--- LISTED ENTRIES Enclosed Below ---

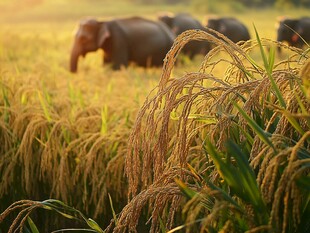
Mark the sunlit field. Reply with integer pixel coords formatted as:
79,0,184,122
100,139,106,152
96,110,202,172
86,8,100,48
0,1,309,232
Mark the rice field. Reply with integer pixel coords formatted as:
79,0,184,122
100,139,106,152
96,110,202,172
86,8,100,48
0,1,309,233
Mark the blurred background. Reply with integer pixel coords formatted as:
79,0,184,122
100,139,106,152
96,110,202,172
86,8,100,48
0,0,308,73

--- End of Enclosed LISTED ENTRIES ---

**EXERCISE:**
Pull every line that holds the string "formatted" out of the records.

**RESULT OF THE EXERCISE:**
Mark the sunlit field. Reply with integer pixel coords formatted as:
Mark the rice field. Reply with integer pixel coords formatted as:
Mark the blurred background. Reply with integer pixel coords formatted as:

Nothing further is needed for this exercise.